▶ **TASKS**
1) Translate this sentence from the rotating disc problem into Spanish: "Angular retardation is produced by the torque due to friction."
2) Print everything in the rotating disc problem from "6. Calculate the" down to "the rim decreases.".

▶ **SUPPLIED TEXT**
-- START --
Question

A disc of radius R is rotating with an angular speed ωo about a horizontal axis. It is placed on a horizontal table. The coefficient of kinetic friction is µ_k.

1. What was the velocity of its centre of mass before being brought in contact with the table?
2. What happens to the linear velocity of a point on its rim when placed in contact with the table?
3. What happens to the linear speed of the centre of mass when disc is placed in contact with the table?
4. Which force is responsible for the effects in (b) and (c).
5. What condition should be satisfied for rolling to begin?
6. Calculate the time taken for the rolling to begin.

Answer 1

a. Before being brought in contact with the table the disc was in pure rotational motion hence, v_CM = 0.

b. When the disc is placed in contact with the table due to friction velocity of a point on the rim decreases.

c. When the rotating disc is placed in contact with the table due to friction centre of mass acquires some linear velocity.

d. Friction is responsible for the effects in (b) and (c) .

e. When rolling starts v_CM = ωR.

Where ω is the angular speed of the disc when rolling just starts.

f. Acceleration produced in the centre of mass due to friction

a_CM = `F/M - (μ_k  mg)/m = μ_k g`

Angular retardation is produced by the torque due to friction.

α = `τ/I = (μ_k  mgR)/I`  ......[∵ τ = (μ_kN)R = μ_kmgR]

∴ v_CM = u_CM + a_CMt

⇒ v_CM =  μ_kgt  ......(∵ u_CM = 0)

And ω = ω₀ + αt

⇒ `ω = ω_0 - (μ_k mgR)/I t`

For rolling without slipping, `v_(CM)/R` = ω

 ⇒ `v_(CM)/R = ω_0 - (μ_k mgR)/I t`

`(μ_k g t)/R = ω_0 - (μ_k mgR)/I t`

t = `(Rω_0)/(μ_kg(1 + (mR^2)/I))`
-- END --
▶ **EXCERPTED RECORDS**
-- START --
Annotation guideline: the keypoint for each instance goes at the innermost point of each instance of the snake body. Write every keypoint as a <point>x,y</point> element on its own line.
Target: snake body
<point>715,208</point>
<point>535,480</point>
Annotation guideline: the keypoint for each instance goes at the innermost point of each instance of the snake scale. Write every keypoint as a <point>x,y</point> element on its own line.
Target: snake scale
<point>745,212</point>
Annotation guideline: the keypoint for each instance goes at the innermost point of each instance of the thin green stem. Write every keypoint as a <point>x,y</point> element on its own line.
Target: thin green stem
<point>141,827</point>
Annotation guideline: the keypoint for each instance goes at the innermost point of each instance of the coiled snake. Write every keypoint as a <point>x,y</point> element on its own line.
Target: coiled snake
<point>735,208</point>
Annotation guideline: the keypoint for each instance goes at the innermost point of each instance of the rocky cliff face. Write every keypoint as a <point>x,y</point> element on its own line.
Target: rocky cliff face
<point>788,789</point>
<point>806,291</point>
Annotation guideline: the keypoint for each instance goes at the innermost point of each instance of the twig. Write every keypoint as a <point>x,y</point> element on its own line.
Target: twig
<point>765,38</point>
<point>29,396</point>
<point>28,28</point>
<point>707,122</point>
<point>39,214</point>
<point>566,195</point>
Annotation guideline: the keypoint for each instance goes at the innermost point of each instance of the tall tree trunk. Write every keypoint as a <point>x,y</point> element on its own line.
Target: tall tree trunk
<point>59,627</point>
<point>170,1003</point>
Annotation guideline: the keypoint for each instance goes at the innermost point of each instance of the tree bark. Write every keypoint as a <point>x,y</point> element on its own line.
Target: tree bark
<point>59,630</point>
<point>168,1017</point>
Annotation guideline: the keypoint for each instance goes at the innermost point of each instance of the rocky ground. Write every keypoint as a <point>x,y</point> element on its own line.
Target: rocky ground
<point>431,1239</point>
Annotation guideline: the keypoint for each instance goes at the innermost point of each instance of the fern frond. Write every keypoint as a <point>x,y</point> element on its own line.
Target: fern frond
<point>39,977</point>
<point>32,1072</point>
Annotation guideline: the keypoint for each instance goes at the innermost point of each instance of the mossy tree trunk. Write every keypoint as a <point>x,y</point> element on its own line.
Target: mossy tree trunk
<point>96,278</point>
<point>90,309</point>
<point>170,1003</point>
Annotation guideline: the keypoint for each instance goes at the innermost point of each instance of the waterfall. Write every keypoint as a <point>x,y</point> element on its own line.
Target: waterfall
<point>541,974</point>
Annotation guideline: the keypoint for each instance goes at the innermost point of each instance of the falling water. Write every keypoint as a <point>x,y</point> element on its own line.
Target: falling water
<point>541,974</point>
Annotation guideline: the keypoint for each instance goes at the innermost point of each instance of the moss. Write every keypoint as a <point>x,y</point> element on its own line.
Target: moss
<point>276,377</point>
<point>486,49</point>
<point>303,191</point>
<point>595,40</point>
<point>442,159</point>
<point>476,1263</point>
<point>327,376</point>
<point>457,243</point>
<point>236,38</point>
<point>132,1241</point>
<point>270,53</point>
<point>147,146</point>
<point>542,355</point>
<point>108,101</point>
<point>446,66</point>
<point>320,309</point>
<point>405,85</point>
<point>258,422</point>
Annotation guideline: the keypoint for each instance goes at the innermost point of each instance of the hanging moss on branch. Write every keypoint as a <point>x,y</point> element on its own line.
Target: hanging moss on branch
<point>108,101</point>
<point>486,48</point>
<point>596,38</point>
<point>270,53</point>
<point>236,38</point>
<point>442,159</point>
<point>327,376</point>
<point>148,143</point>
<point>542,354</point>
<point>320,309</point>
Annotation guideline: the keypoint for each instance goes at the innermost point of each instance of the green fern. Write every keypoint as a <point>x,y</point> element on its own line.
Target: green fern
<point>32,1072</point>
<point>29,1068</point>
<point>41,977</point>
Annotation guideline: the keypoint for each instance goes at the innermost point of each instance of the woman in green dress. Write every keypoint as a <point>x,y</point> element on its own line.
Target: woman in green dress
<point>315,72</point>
-- END --
▶ **EXPECTED OUTPUTS**
1) La desaceleración angular es producida por el torque debido a la fricción.

2)
6. Calculate the time taken for the rolling to begin.

Answer 1

a. Before being brought in contact with the table the disc was in pure rotational motion hence, v_CM = 0.

b. When the disc is placed in contact with the table due to friction velocity of a point on the rim decreases.